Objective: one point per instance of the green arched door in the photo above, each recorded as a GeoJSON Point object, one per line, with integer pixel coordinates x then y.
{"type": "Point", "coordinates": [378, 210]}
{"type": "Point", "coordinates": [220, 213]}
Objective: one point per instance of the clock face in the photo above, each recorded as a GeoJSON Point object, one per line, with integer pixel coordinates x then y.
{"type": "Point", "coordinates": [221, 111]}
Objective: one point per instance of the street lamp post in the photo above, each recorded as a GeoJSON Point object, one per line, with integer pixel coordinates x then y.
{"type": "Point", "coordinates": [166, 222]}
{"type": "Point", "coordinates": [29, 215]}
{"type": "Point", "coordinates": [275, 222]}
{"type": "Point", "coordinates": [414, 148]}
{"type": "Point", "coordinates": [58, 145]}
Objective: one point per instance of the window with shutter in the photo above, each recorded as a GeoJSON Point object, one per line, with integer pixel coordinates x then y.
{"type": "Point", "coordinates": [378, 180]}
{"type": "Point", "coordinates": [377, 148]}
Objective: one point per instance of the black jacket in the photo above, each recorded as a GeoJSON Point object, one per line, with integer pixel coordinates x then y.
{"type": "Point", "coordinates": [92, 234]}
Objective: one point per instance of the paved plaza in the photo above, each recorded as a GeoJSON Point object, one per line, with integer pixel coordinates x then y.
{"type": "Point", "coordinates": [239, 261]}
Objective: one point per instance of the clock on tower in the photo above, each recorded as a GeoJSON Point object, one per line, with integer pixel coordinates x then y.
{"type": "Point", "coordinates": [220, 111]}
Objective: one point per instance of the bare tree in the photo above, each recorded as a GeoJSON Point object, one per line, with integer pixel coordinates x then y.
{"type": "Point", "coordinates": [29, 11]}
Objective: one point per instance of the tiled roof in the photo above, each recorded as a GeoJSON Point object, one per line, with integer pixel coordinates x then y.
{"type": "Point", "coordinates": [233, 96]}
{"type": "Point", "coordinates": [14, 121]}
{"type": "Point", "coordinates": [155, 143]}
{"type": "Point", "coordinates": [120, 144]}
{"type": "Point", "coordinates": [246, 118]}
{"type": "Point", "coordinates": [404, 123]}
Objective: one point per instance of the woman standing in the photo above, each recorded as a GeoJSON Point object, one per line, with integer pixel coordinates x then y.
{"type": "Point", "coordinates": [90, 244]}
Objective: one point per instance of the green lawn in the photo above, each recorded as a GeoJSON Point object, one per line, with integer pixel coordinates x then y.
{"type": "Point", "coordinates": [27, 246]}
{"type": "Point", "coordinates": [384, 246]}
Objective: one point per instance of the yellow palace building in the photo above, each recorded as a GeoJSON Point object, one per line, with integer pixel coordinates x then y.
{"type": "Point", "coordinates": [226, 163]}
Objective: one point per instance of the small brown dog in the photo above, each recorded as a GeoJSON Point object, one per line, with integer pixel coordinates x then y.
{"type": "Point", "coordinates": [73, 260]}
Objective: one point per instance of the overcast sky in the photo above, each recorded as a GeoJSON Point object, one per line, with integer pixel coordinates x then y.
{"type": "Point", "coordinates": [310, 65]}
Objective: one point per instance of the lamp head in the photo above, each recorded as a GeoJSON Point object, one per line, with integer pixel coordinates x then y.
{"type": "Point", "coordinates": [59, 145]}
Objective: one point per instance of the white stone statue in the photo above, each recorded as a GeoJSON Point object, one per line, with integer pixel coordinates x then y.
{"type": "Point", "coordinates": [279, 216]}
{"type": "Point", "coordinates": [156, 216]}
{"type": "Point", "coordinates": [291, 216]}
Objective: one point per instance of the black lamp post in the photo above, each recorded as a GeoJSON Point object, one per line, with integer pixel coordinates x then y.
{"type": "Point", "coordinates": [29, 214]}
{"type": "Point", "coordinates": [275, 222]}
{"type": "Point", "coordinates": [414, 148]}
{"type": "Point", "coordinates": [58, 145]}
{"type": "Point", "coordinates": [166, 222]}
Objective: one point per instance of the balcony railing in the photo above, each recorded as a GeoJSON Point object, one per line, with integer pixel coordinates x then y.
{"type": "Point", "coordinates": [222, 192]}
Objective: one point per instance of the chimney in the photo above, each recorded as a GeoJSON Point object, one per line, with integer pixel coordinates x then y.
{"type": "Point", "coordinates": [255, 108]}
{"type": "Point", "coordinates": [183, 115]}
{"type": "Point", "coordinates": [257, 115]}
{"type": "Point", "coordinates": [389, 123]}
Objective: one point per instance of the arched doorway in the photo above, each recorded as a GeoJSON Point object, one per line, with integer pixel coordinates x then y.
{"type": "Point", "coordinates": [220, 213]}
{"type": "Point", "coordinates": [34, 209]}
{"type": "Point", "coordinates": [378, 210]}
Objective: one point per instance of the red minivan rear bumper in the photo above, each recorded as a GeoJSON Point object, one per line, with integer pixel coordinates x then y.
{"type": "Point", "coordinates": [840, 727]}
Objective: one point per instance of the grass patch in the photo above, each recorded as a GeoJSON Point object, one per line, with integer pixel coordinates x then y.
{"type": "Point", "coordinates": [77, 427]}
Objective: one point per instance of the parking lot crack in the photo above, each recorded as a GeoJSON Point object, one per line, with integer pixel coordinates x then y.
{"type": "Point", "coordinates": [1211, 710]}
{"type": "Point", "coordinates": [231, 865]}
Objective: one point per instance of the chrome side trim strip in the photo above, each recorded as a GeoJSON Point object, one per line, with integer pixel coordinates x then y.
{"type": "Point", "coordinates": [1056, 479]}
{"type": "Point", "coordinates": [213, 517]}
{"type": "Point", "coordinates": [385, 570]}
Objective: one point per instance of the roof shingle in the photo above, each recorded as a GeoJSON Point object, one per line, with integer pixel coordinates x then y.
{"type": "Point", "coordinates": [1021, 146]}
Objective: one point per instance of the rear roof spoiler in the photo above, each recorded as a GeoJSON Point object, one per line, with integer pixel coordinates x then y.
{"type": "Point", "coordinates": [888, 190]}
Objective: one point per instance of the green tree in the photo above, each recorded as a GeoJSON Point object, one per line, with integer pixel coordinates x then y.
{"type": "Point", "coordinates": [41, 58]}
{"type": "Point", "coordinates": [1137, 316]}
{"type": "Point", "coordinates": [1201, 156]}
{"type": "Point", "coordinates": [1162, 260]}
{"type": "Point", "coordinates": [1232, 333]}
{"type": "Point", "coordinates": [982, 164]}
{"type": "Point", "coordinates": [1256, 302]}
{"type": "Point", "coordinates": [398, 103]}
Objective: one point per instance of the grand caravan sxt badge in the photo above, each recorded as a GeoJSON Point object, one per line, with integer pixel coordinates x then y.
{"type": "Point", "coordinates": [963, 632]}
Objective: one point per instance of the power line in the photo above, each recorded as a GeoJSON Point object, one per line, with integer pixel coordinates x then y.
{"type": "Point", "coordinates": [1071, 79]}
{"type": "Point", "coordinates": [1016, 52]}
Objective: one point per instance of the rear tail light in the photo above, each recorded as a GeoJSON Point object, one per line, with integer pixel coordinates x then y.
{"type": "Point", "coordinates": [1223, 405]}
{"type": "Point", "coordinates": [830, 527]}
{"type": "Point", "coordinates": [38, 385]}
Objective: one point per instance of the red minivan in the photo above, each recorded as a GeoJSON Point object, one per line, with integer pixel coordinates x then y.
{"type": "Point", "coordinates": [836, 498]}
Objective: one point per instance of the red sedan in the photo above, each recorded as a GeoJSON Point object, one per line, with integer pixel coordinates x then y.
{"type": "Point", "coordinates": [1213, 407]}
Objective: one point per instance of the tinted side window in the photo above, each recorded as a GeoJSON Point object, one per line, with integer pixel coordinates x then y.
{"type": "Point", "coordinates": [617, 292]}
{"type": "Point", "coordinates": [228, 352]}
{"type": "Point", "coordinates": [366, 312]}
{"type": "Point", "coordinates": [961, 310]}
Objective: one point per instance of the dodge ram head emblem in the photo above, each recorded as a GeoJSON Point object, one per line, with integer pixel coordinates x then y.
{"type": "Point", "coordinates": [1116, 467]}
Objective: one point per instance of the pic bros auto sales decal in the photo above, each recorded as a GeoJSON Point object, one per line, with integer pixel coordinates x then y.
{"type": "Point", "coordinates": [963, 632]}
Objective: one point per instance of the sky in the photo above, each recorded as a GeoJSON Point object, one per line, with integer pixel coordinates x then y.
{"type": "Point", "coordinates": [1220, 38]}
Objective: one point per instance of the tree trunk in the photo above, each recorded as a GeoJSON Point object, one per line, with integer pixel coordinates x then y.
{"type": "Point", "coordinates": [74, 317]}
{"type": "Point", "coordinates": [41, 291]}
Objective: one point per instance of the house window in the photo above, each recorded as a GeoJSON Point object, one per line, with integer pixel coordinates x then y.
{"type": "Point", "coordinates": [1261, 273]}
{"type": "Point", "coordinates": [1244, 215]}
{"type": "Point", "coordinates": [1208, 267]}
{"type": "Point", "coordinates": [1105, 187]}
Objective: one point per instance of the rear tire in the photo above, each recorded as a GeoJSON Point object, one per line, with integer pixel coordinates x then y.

━━━

## Exercise requirements
Return the lines from the one containing "Objective: one point per instance of the sky" through the last line of the records. Include both ends and nothing else.

## Expected answer
Objective: one point per instance of the sky in the photo above, each recorded as a GeoJSON Point object, one per line, with integer pixel coordinates x then y.
{"type": "Point", "coordinates": [1220, 38]}
Objective: one point per instance of the tree trunk in the photo above, each recorded as a GeoJSON Point object, one per line, with integer pixel coordinates x then y.
{"type": "Point", "coordinates": [74, 317]}
{"type": "Point", "coordinates": [41, 291]}
Objective: one point per instance of the house window in the photo above, each recorded as a GeoJSON Point object, one per line, with integer pixel coordinates x then y.
{"type": "Point", "coordinates": [1261, 273]}
{"type": "Point", "coordinates": [1244, 215]}
{"type": "Point", "coordinates": [1208, 267]}
{"type": "Point", "coordinates": [1105, 187]}
Objective: one point per instance of the rear tire in the photo above, each recorded as a GeoJSON Point object, one per line, with integer pixel coordinates x then y.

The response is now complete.